PROBLEMS AND TASKS ::
A) From the orchid thread, reproduce the passage starting at "By the way, this" and ending at "Candace (Oct 17, 2008)".
B) In the orchid thread, condense the paragraph beginning "I walked into my greenhouse this morning" while keeping its main facts.

SOURCE EXTRACT ::
-*-*-

# My Cattleya bowringiana var. coerulea



## nikv (Oct 17, 2008)

Hi!

I walked into my greenhouse this morning and discovered that the flowers on my Cattleya bowringiana var. coerulea have fully opened. I snapped a few pictures with my digital camera. My camera is going out on me so the colors (particularly the greens) aren't quite right. 

















I realize this orchid is no longer considered a Cattleya, but I'm behind the times on all the name changes.

By the way, this is an orchid that I purchased from Tropical Orchid Farm in Maui a few years ago. It blooms for me reliably each Fall.

Best Regards,
Nik


----------



## Candace (Oct 17, 2008)

Bet that smells nice.


----------



## NYEric (Oct 17, 2008)

Welcome to my world! 



nikv said:


> My camera is going out on me so the colors (particularly the greens) aren't quite right.



You and a lot of us buddy! Nice colors though; thanx for posting. 


nikv said:


> I realize this orchid is no longer considered a Cattleya, but I'm behind the times on all the name changes.

-*-*-

ENTRIES PROVIDED ::
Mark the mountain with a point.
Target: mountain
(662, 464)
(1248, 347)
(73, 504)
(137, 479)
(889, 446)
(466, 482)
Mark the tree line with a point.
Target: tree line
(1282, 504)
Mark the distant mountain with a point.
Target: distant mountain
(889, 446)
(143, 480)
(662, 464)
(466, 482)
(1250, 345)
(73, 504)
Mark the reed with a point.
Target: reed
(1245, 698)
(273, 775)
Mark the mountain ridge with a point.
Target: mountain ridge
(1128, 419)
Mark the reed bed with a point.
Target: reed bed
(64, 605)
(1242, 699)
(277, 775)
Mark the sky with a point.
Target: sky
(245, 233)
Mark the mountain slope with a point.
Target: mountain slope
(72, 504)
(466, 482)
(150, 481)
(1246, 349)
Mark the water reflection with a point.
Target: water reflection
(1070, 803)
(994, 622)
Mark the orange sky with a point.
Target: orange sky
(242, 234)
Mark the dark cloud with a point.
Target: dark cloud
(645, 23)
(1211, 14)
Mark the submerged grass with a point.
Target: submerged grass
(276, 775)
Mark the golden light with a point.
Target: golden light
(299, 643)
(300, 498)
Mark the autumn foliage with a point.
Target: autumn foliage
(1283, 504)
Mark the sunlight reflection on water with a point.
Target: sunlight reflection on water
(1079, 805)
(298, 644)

-*-*-

OUTPUTS ::
A)
By the way, this is an orchid that I purchased from Tropical Orchid Farm in Maui a few years ago. It blooms for me reliably each Fall.

Best Regards,
Nik


----------



## Candace (Oct 17, 2008)

B) This morning I found that the flowers on my Cattleya bowringiana var. coerulea in the greenhouse had fully opened, so I took some pictures. Because my digital camera is failing, the colors, especially the greens, are a little off.